La vente à soi-même consiste à revendre le fonds de commerce exercé en entreprise individuelle à une société, le plus souvent de type SEL dont l’unique associé sera le titulaire. Le financement est couvert par des apports en numéraire du pharmacien (résultant de la vente de l’officine) à la société et la souscription d’un emprunt par celle-ci. L’emprunt sera remboursé avec ses bénéfices futurs tandis que la société déduit de son bénéfice imposable les intérêts de l’emprunt.

L’intérêt de ce montage est de concrétiser immédiatement en capital des revenus futurs, sans changer d’officine. En optant pour une SEL à l’impôt sur les sociétés (IS), le capital de l’emprunt est remboursé avec des résultats subissant une fiscalité d’entreprise – plus douce qu’à l’impôt sur le revenu (IR). En outre, le pharmacien fait des économies sur ses cotisations sociales et la SEL peut prendre des participations dans d’autres SEL.

■ DONNÉES FOURNIES ■
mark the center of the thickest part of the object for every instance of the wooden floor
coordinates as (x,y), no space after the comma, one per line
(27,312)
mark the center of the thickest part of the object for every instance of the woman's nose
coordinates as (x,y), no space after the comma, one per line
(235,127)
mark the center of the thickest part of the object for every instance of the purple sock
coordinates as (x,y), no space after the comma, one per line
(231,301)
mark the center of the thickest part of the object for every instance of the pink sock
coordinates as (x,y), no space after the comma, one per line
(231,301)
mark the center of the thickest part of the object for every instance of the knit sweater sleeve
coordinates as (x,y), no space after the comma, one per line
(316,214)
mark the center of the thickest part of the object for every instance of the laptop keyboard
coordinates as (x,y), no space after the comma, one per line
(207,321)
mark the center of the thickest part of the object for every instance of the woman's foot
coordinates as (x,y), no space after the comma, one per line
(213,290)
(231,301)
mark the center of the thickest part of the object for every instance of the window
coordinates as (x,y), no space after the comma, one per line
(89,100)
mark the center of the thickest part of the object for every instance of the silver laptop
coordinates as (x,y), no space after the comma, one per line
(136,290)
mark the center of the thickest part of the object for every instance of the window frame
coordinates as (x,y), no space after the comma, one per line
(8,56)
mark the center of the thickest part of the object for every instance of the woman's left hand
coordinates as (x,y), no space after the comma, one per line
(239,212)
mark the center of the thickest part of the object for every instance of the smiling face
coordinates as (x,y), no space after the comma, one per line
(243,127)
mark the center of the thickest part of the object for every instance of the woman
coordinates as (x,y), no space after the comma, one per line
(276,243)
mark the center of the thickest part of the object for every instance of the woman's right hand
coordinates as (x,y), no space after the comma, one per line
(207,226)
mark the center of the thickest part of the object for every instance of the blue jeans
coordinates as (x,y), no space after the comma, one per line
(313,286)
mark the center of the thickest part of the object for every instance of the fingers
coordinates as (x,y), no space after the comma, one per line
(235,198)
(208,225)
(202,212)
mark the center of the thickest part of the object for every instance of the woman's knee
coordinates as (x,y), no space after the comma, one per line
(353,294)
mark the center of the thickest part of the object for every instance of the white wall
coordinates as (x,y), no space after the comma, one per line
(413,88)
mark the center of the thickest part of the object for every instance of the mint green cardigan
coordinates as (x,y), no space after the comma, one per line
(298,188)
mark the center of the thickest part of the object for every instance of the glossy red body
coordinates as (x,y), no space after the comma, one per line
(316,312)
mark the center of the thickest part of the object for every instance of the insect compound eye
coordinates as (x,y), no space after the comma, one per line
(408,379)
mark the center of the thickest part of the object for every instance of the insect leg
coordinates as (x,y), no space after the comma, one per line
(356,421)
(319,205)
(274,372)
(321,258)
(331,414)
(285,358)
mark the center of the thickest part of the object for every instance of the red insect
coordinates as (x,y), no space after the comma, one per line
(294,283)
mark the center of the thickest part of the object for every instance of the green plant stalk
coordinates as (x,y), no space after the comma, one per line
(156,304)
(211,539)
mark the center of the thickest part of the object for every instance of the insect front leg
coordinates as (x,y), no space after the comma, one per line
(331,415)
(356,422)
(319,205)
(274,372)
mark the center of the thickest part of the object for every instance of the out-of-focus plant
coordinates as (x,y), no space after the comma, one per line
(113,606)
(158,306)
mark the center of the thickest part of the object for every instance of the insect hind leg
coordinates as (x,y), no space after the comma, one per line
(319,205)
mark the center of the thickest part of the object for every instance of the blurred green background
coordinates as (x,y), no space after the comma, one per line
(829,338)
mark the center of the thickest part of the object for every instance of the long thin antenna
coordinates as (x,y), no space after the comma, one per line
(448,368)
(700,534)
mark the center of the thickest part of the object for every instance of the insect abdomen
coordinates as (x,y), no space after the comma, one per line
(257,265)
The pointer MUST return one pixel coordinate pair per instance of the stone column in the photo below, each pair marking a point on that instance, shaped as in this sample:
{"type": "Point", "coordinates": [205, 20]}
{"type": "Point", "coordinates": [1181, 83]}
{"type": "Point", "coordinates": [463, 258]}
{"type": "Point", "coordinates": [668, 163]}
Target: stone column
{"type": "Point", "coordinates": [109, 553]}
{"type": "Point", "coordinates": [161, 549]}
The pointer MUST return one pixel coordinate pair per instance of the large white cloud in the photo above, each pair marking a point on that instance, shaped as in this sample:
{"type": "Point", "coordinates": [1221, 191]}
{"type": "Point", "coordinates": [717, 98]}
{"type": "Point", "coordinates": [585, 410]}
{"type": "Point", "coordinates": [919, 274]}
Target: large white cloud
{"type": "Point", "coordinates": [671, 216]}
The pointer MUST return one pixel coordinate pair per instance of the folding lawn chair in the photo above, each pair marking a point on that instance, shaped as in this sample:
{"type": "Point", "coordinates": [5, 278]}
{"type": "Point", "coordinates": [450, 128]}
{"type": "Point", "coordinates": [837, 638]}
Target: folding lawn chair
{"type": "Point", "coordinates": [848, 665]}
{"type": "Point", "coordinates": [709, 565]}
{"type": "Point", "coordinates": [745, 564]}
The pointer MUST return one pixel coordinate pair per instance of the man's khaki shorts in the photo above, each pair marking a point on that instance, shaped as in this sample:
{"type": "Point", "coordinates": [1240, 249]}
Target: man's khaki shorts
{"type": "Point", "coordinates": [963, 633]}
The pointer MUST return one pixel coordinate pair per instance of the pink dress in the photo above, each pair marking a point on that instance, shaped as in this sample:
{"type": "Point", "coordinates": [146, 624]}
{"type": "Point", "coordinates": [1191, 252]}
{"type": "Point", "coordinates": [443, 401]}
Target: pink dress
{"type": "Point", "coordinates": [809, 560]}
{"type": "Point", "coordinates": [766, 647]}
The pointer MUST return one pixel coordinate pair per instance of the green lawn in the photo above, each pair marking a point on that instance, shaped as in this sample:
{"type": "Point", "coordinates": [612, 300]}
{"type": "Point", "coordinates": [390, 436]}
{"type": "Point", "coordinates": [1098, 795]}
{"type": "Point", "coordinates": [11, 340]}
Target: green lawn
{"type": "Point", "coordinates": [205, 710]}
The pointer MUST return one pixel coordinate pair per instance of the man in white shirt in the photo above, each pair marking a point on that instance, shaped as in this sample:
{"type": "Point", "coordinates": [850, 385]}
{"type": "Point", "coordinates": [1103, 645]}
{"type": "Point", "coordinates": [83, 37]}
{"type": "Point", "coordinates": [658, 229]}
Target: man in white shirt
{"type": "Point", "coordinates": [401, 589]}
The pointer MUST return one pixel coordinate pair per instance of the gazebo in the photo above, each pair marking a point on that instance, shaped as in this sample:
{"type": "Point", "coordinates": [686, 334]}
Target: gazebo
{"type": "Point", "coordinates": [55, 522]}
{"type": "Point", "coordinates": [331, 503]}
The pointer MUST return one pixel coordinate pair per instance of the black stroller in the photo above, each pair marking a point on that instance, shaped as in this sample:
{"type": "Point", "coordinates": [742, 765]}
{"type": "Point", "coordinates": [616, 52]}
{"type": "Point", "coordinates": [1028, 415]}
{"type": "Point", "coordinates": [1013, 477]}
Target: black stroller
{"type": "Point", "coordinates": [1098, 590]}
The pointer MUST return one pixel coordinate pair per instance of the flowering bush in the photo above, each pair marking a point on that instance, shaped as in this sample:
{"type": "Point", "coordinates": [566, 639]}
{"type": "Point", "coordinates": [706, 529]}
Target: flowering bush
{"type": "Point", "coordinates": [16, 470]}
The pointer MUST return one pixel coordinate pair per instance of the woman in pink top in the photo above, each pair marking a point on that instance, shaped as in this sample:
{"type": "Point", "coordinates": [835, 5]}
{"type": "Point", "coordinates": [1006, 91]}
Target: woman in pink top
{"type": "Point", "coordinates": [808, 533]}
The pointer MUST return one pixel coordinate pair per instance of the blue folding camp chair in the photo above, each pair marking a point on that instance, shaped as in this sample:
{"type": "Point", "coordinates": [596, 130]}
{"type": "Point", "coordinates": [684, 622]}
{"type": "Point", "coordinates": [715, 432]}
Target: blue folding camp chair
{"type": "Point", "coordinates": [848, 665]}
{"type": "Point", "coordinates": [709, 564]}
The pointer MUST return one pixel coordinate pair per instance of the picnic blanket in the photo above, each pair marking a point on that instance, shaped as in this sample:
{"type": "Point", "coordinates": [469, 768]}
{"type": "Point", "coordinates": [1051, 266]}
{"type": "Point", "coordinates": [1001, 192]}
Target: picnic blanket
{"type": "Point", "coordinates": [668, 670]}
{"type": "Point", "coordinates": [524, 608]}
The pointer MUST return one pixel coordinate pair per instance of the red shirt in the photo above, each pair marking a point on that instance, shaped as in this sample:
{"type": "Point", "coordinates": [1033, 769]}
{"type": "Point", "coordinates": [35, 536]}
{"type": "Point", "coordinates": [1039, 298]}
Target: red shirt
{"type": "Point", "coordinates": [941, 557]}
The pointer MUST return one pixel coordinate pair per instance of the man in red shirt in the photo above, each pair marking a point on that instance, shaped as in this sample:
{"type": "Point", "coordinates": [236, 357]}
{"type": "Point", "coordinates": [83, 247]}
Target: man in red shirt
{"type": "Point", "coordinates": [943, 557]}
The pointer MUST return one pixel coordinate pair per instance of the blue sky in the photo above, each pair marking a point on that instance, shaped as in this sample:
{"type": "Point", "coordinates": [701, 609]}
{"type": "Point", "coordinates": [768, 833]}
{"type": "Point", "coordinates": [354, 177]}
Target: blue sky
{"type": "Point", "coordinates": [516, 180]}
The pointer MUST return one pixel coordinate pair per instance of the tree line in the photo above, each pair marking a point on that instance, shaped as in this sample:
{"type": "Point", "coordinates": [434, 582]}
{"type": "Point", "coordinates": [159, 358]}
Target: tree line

■ CONSIGNE ■
Répondez brièvement aux questions suivantes, d'après le texte sur la vente à soi-même.
(a) À quel type de société le fonds de commerce est-il le plus souvent revendu, et qui en est l'unique associé ?
(b) Avec quoi l'emprunt souscrit par la société sera-t-il remboursé ?
(c) Sur quoi le pharmacien fait-il des économies, en plus de l'avantage fiscal ?

■ RÉPONSE ATTENDUE ■
(a) Le plus souvent à une SEL, dont l'unique associé sera le titulaire.
(b) Avec les bénéfices futurs de la société.
(c) Sur ses cotisations sociales.